INPUT RECORDS:
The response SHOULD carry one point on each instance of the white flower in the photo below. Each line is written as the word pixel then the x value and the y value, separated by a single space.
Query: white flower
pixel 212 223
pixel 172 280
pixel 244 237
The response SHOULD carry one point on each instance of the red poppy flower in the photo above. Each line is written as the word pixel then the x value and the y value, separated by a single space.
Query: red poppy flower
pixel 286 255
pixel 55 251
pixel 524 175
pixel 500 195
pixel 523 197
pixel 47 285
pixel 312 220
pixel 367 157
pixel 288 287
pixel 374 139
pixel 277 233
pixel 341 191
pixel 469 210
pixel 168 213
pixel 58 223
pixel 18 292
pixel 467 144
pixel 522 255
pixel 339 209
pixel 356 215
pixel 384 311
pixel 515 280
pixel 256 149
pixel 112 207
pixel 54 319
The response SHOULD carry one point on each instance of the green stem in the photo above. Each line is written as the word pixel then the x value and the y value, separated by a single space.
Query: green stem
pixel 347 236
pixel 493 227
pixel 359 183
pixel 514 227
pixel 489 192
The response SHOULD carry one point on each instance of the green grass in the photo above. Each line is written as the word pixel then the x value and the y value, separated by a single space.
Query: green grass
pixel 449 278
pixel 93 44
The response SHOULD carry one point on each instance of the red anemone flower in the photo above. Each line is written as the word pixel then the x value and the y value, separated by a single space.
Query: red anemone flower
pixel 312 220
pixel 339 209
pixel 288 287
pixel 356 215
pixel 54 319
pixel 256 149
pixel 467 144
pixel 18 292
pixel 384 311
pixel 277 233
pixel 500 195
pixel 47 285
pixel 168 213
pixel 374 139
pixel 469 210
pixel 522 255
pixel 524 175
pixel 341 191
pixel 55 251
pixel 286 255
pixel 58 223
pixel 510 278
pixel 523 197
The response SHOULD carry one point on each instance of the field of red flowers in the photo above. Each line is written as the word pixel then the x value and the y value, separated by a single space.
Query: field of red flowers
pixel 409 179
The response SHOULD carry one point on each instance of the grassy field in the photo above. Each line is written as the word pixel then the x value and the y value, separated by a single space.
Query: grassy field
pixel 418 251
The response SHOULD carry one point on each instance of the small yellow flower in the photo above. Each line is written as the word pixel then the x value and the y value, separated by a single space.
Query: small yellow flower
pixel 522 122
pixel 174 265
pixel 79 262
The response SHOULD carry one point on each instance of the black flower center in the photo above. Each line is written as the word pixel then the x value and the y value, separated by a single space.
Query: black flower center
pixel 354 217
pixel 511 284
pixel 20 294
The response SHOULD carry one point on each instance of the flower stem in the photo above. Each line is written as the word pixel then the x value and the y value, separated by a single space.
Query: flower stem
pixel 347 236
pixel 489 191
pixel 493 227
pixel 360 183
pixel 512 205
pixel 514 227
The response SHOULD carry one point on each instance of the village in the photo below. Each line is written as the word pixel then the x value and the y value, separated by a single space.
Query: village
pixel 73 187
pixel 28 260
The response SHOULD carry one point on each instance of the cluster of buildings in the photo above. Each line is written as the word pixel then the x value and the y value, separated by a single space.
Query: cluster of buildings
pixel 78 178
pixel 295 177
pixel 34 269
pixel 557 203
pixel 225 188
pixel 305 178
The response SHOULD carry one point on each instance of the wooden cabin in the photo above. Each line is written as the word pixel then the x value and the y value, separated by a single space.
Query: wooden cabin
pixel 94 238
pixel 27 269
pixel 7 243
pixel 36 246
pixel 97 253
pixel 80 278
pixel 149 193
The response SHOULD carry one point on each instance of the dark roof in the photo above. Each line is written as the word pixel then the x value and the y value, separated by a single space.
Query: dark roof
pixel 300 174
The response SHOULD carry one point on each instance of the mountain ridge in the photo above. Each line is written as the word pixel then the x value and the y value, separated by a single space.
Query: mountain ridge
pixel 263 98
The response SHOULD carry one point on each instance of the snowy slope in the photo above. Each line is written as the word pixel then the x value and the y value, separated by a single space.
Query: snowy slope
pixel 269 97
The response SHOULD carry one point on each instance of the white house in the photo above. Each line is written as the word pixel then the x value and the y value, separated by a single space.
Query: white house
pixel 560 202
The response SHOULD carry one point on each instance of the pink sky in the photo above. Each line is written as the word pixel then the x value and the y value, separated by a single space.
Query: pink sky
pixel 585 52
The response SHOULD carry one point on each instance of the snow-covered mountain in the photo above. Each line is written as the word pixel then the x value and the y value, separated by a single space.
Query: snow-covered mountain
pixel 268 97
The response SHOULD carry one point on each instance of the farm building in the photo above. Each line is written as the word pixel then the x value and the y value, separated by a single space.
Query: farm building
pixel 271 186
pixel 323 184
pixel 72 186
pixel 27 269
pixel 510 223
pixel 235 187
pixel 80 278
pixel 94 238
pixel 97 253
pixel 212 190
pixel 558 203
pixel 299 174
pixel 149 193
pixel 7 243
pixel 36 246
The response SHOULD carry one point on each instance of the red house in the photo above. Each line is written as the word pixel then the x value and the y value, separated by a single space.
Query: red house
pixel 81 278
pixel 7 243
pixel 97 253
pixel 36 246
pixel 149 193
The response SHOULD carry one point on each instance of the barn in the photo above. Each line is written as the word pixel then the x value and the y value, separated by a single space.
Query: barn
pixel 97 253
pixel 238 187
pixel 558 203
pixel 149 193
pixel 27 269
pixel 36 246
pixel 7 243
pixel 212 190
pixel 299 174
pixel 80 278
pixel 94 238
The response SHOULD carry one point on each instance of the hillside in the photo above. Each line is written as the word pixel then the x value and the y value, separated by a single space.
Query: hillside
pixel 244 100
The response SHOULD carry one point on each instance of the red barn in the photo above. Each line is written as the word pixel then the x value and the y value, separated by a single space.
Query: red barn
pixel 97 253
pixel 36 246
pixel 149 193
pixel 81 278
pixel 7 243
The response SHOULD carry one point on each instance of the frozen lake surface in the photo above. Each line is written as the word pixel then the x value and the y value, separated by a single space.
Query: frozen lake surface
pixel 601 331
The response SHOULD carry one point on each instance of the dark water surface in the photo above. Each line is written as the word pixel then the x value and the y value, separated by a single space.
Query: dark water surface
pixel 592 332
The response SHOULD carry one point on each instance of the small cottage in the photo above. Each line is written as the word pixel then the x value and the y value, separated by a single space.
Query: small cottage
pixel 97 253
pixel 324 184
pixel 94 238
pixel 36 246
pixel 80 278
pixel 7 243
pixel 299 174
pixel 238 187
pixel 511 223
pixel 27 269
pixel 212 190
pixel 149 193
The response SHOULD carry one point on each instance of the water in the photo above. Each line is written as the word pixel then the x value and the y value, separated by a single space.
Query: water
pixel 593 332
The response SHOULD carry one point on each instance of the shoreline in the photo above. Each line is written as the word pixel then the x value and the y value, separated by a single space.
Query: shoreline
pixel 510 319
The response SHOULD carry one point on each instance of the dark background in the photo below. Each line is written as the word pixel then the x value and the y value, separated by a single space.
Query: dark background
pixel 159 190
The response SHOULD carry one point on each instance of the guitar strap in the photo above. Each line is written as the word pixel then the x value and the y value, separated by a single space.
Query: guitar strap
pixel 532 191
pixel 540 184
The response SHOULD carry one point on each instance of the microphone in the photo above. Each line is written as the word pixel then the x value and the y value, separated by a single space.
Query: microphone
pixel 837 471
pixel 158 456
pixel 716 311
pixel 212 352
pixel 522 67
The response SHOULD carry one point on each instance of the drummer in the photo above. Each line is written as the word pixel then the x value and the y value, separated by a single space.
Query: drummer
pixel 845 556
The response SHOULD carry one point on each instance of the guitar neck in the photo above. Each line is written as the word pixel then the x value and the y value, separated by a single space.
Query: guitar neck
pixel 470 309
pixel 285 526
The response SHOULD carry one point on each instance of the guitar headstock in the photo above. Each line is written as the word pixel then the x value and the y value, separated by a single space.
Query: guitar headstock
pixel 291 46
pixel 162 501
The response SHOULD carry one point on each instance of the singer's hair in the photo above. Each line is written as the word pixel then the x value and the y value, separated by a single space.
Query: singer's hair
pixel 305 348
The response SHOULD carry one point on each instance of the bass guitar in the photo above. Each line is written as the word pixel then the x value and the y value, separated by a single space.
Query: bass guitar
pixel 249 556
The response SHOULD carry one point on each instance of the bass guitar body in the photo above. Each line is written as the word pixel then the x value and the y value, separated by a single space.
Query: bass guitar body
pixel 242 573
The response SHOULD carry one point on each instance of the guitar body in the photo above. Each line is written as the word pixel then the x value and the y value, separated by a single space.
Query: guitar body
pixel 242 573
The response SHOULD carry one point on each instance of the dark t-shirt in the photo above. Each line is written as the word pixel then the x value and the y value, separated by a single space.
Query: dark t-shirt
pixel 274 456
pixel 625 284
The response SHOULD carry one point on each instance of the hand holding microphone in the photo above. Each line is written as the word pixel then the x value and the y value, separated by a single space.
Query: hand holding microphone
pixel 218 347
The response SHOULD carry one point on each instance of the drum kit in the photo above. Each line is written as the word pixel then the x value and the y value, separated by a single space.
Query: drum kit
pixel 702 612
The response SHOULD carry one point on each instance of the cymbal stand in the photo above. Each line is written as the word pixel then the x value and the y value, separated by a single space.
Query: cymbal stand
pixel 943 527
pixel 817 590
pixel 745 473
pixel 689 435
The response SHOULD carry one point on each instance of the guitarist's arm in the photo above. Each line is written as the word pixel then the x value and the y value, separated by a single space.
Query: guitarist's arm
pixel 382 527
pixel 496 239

STATED TASK:
Convert the part of the data that opens with the line containing "of the cluster" and closes with the line containing "pixel 305 178", both included, into a Markdown table with the columns n and Line, numbering each row and omitting blank lines.

COMPLETED TASK:
| n | Line |
|---|---|
| 1 | The response SHOULD carry one point on each instance of the cluster of buildings in the photo above. Each line is written as the word pixel then the x value and the y value, separated by a single space. |
| 2 | Query: cluster of buildings |
| 3 | pixel 78 178 |
| 4 | pixel 295 177 |
| 5 | pixel 34 269 |
| 6 | pixel 557 203 |
| 7 | pixel 225 188 |
| 8 | pixel 305 178 |